*** RECORDS FOR THE EXERCISE

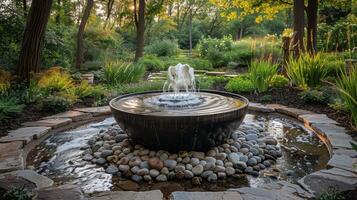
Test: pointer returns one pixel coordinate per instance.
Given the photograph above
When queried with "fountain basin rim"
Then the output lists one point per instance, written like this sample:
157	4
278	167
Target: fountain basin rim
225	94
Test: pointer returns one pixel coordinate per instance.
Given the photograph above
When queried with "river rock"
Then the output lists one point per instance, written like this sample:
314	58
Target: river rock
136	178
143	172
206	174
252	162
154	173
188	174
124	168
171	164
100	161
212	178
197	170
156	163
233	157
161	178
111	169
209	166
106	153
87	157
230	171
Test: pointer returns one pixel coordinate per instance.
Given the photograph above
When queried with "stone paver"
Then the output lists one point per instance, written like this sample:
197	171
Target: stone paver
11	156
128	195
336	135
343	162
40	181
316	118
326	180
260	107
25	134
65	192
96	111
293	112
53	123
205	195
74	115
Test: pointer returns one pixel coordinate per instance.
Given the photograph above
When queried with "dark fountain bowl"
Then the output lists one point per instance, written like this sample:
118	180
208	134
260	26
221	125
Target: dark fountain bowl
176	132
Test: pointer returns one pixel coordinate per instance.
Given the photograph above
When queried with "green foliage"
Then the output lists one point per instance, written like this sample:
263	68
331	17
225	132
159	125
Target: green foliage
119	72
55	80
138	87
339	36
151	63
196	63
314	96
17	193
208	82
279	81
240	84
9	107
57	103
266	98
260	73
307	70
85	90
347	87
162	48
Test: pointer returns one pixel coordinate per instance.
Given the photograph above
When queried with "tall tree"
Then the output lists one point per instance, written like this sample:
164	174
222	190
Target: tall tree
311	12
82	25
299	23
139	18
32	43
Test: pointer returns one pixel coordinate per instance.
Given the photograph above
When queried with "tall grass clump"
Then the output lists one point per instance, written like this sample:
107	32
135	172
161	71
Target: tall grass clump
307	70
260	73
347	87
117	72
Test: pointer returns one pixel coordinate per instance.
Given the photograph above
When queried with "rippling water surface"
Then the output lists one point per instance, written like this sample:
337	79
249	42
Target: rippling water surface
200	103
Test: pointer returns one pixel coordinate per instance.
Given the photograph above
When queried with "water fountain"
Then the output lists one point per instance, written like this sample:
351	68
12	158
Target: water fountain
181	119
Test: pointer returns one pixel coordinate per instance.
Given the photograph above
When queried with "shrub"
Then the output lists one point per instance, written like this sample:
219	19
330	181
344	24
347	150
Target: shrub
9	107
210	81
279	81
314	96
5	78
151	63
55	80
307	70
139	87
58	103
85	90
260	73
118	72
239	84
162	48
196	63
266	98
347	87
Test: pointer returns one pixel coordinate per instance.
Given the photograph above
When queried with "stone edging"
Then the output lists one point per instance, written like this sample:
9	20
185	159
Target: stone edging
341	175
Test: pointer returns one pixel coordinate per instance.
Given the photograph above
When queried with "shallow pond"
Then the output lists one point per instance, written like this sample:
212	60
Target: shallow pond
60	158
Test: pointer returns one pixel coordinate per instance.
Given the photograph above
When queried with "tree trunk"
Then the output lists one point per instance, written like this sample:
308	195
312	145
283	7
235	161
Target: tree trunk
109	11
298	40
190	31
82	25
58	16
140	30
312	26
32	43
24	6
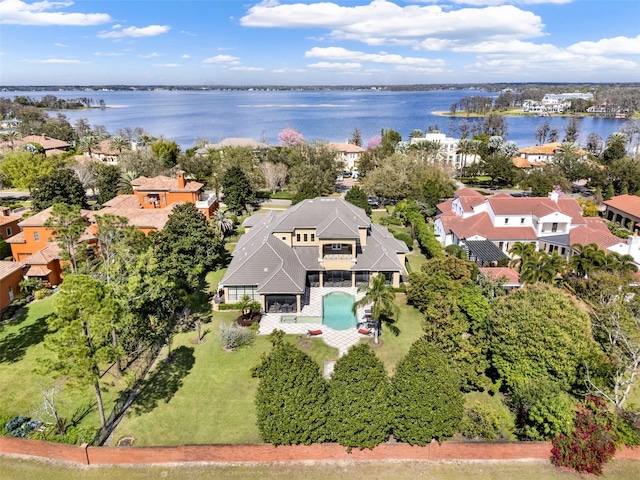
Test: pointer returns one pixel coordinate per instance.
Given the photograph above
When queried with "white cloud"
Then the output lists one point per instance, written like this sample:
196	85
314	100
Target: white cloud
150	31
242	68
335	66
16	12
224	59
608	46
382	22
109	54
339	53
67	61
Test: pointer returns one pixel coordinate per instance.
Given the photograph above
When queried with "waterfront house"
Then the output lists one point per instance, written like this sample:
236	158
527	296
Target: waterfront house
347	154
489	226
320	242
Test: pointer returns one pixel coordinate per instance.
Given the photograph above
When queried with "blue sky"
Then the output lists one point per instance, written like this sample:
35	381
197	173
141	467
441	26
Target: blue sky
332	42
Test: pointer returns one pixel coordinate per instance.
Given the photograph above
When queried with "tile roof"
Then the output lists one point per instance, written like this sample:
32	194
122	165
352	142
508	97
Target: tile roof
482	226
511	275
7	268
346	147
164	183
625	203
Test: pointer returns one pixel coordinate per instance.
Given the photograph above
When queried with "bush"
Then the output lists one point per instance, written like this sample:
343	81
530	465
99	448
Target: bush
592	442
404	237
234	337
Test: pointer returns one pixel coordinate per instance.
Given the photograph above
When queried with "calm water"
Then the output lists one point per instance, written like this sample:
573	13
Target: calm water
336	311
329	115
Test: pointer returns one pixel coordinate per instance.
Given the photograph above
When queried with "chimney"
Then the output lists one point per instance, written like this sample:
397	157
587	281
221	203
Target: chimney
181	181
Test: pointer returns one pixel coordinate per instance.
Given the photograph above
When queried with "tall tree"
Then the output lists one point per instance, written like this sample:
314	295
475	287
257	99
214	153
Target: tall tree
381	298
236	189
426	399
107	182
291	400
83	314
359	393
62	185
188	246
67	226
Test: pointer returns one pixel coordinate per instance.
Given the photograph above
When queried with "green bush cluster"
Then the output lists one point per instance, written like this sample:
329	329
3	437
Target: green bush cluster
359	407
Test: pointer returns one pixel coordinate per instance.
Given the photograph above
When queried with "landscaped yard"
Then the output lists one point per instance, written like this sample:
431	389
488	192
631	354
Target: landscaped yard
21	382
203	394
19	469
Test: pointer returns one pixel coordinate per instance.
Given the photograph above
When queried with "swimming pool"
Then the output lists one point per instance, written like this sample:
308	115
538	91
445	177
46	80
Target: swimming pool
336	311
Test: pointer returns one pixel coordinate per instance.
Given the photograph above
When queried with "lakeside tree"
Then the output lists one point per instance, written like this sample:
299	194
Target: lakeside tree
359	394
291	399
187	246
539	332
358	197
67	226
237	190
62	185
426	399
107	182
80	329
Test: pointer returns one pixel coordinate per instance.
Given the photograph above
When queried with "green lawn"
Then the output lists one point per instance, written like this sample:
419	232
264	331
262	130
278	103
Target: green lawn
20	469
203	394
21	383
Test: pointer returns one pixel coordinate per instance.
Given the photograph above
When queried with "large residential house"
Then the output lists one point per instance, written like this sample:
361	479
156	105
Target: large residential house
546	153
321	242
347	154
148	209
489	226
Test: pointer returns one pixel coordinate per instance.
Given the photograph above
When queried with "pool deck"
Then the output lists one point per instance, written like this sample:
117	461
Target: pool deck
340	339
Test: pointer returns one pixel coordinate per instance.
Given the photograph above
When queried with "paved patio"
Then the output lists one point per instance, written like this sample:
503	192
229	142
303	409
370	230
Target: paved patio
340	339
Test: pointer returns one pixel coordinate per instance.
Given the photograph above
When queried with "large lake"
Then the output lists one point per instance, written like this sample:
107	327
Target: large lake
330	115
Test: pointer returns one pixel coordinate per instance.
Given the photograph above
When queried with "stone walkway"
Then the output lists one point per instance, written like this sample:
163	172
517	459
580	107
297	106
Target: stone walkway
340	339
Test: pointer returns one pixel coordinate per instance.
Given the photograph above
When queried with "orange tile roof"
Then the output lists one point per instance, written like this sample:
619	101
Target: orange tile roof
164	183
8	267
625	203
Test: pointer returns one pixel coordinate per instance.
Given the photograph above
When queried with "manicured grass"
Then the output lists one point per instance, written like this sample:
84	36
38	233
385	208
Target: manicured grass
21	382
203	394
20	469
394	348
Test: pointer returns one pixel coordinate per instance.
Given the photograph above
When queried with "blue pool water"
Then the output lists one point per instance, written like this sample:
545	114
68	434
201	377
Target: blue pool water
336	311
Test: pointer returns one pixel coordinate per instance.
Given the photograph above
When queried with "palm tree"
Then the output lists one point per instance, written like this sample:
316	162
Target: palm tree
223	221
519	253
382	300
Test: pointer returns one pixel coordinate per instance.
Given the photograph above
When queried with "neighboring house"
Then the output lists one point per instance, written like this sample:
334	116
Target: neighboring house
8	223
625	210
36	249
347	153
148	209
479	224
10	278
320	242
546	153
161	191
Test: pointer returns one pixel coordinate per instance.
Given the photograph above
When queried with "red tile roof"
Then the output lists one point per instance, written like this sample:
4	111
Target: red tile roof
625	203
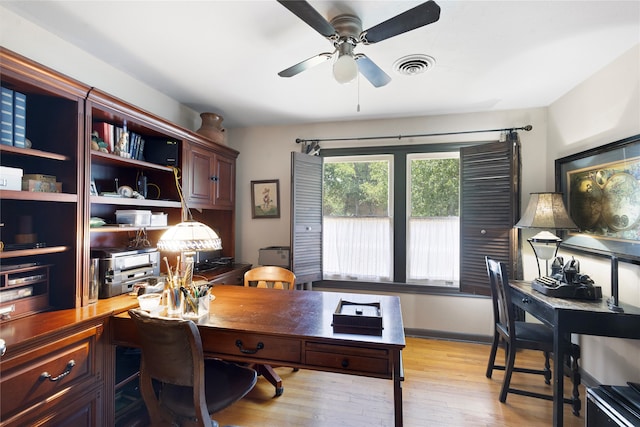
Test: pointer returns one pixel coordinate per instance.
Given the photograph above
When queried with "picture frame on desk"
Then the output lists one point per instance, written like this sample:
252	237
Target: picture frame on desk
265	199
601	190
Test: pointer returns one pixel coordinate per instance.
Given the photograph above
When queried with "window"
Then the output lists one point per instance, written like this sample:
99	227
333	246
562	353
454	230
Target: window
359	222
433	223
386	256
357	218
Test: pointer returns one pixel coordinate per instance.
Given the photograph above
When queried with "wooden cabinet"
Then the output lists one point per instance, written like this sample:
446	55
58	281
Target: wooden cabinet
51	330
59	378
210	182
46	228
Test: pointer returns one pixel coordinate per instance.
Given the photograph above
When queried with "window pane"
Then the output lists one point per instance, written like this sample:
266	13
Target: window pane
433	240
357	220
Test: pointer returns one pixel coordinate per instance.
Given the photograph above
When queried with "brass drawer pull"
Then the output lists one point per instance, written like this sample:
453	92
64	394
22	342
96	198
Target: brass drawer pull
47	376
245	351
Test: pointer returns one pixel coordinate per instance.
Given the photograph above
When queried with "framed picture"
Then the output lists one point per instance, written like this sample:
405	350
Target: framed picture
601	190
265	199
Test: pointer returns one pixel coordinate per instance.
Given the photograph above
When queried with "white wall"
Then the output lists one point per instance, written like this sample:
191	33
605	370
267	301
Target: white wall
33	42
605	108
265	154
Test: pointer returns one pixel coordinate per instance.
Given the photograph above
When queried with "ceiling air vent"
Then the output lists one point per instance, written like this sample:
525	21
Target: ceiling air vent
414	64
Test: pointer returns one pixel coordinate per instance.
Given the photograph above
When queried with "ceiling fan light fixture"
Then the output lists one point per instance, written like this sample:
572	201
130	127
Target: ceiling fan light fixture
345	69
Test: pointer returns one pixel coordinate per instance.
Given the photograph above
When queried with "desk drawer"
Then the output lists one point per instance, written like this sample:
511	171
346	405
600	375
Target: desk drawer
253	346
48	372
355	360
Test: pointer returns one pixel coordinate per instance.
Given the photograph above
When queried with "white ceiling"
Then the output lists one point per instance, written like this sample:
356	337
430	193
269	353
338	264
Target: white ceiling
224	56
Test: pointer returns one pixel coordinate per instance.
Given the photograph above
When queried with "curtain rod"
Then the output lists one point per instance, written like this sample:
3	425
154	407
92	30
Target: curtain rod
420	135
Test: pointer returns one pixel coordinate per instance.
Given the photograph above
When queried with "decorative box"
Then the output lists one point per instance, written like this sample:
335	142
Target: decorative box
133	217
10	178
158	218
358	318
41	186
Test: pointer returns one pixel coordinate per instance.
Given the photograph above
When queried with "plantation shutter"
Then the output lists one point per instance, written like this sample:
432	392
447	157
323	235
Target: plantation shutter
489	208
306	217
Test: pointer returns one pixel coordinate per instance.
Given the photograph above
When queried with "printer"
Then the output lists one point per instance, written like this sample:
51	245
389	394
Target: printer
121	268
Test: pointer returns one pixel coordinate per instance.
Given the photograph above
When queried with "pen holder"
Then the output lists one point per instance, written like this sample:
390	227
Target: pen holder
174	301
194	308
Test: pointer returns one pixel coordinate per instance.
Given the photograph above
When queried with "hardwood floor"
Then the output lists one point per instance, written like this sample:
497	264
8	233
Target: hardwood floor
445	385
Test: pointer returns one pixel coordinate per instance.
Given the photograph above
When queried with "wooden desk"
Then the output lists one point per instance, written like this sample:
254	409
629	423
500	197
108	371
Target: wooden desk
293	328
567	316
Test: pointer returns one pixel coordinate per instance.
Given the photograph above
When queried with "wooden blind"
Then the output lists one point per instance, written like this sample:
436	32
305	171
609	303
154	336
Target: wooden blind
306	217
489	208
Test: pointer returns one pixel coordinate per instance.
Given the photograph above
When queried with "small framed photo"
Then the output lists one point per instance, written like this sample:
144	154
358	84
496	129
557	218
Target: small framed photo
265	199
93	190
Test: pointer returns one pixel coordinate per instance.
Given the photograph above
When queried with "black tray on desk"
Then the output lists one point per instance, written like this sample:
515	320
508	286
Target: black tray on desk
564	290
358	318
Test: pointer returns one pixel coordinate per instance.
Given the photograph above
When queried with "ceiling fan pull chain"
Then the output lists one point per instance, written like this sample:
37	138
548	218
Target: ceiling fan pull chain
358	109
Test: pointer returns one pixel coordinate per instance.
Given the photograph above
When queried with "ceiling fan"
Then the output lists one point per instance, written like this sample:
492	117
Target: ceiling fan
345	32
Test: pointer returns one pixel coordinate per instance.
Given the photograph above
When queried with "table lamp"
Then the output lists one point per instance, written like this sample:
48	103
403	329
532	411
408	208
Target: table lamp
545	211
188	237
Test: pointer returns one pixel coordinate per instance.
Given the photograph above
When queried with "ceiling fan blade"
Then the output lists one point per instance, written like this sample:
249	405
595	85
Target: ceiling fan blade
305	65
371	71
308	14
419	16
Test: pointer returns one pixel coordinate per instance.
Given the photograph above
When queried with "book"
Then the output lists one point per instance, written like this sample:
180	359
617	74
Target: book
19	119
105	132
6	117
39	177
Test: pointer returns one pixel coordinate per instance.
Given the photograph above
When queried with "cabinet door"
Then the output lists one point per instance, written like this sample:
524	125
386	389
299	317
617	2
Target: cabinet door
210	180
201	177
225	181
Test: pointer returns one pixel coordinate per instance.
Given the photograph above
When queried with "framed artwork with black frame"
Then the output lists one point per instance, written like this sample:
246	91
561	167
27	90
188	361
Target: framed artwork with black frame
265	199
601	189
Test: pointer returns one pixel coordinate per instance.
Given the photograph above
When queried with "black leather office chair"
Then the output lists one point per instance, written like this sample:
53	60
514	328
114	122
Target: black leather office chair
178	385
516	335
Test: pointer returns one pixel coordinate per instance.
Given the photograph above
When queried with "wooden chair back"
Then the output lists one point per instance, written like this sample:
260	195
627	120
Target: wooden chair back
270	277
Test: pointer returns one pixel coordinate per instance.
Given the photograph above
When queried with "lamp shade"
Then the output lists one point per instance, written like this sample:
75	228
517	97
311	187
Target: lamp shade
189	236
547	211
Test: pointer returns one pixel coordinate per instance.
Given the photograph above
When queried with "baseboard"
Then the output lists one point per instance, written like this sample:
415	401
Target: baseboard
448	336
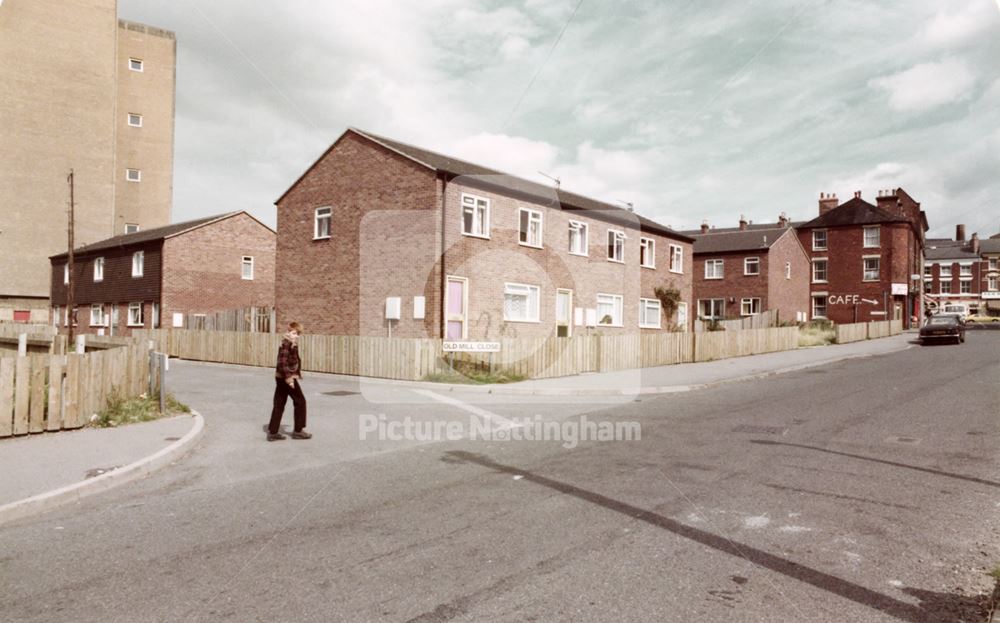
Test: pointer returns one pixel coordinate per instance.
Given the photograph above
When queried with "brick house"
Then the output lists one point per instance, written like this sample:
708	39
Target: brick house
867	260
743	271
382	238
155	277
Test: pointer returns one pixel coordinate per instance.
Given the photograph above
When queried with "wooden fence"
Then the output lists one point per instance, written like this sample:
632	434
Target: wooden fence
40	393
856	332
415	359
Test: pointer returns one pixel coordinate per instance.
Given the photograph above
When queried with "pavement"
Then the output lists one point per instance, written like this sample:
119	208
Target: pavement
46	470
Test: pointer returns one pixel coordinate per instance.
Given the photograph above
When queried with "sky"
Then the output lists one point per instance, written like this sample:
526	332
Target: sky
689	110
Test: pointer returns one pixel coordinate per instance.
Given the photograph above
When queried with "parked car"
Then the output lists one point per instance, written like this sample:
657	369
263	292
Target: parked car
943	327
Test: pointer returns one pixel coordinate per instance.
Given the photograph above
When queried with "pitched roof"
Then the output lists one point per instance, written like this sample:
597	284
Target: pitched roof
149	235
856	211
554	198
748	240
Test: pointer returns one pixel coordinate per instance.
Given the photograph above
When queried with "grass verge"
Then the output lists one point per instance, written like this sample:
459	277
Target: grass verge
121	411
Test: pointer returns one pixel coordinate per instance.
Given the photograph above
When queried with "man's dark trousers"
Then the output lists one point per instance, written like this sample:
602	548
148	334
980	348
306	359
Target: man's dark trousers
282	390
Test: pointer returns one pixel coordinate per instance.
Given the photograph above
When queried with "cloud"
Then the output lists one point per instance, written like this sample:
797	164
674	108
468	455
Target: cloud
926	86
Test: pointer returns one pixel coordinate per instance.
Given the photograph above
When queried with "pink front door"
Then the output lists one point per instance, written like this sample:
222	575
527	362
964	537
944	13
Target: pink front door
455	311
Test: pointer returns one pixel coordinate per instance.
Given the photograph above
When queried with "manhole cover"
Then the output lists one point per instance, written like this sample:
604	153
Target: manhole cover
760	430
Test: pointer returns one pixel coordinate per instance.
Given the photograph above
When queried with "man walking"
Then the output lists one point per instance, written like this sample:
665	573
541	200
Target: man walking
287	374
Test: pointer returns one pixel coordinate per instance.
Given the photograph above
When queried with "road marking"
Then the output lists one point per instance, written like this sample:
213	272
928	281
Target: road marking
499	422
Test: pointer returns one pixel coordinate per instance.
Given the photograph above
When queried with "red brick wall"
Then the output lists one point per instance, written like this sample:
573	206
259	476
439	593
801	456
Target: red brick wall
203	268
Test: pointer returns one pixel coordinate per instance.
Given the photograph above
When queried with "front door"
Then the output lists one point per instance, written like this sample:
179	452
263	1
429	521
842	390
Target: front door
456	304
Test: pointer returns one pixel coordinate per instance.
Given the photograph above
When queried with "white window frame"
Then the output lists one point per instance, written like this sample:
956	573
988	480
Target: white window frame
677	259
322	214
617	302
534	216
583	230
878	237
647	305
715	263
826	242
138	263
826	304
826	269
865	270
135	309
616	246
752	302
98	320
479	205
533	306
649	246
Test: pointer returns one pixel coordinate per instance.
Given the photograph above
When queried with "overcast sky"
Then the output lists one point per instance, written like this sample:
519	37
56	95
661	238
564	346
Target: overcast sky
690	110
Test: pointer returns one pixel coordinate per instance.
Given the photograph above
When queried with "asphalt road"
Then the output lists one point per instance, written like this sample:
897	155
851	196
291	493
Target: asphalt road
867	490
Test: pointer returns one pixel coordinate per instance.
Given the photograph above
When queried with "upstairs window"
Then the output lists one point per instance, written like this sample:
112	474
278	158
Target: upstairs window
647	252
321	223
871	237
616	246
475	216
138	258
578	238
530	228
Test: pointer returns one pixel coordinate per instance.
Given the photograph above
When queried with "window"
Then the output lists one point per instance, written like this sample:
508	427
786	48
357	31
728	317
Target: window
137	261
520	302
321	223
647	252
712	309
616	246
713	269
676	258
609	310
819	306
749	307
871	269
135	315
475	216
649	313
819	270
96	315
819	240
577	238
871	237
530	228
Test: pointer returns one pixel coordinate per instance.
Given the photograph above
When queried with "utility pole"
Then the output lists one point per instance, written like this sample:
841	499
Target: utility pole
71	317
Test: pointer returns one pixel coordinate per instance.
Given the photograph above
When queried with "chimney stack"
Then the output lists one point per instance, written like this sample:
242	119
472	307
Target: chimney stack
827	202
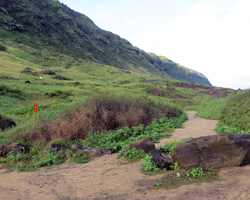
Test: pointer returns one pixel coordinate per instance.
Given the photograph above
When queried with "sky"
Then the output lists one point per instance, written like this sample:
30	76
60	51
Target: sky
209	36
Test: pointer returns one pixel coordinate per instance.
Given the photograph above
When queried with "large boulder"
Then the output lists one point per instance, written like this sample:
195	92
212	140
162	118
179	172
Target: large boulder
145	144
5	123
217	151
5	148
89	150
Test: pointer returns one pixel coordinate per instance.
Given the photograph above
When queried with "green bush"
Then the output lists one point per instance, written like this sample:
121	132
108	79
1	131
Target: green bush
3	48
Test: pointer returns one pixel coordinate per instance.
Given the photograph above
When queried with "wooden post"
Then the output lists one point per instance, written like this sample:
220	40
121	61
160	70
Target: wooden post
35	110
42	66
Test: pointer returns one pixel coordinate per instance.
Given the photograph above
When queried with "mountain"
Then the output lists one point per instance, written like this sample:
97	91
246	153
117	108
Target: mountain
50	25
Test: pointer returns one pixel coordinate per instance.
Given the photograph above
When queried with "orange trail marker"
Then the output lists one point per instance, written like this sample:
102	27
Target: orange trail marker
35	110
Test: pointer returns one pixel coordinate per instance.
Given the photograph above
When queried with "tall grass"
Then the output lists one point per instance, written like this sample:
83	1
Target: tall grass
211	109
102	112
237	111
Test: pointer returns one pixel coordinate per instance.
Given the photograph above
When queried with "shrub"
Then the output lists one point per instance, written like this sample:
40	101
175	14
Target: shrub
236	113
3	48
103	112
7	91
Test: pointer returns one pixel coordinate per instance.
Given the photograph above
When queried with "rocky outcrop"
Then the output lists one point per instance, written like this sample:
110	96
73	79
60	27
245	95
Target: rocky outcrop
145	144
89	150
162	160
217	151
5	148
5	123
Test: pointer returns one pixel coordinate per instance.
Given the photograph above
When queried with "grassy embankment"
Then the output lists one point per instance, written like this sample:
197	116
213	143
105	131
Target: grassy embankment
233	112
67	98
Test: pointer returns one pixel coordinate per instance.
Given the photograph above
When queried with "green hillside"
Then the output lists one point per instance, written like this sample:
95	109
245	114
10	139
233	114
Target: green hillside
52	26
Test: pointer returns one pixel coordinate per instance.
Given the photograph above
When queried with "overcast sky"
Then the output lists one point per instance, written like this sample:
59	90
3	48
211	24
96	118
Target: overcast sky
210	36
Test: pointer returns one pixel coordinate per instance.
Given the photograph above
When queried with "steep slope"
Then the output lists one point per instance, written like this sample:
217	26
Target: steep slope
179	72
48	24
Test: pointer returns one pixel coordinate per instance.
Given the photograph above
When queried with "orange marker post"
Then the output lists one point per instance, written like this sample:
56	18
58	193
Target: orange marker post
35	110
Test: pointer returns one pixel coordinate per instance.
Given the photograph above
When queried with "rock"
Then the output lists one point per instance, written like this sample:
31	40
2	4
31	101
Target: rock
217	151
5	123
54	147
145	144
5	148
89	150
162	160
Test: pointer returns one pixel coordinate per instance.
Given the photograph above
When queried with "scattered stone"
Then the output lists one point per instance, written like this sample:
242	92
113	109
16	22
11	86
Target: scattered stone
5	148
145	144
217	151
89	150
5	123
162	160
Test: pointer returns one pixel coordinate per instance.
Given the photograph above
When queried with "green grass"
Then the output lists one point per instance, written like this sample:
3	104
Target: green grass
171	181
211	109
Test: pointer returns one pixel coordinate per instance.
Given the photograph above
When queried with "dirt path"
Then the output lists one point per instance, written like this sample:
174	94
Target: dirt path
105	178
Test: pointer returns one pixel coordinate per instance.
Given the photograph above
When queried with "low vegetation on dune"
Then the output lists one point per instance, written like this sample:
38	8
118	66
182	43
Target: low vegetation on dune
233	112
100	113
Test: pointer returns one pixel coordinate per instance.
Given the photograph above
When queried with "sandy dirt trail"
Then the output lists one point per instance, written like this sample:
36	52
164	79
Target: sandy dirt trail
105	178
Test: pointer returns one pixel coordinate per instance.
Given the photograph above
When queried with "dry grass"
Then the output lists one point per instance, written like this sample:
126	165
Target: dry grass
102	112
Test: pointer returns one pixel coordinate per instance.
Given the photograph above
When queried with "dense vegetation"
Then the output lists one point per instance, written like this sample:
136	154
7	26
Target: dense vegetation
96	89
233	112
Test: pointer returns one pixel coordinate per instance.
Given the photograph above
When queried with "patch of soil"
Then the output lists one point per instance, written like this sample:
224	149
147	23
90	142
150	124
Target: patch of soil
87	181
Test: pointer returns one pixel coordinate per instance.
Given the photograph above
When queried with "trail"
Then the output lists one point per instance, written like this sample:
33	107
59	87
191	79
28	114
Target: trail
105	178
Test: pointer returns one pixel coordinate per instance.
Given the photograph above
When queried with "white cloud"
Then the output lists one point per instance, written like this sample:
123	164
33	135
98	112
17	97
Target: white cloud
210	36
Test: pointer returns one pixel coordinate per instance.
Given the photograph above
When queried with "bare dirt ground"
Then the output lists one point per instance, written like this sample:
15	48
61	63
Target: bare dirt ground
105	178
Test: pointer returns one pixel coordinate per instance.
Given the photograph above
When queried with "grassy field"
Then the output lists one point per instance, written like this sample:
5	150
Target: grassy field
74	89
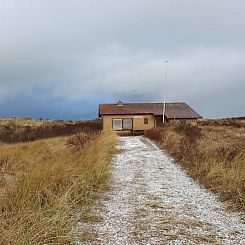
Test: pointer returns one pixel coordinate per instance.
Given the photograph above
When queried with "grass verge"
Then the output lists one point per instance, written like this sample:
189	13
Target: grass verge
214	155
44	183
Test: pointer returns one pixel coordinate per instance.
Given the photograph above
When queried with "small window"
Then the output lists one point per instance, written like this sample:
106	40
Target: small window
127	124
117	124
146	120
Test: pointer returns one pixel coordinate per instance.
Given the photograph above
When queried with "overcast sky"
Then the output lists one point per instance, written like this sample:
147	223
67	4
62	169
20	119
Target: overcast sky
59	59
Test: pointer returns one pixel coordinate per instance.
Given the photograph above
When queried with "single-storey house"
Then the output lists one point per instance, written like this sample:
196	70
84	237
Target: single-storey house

******

EXERCISE AIM:
What belongs in the answer is each line of the data that has the word "storey".

RESULT OF THE TASK:
When queried with "single-storey house"
Target: single-storey house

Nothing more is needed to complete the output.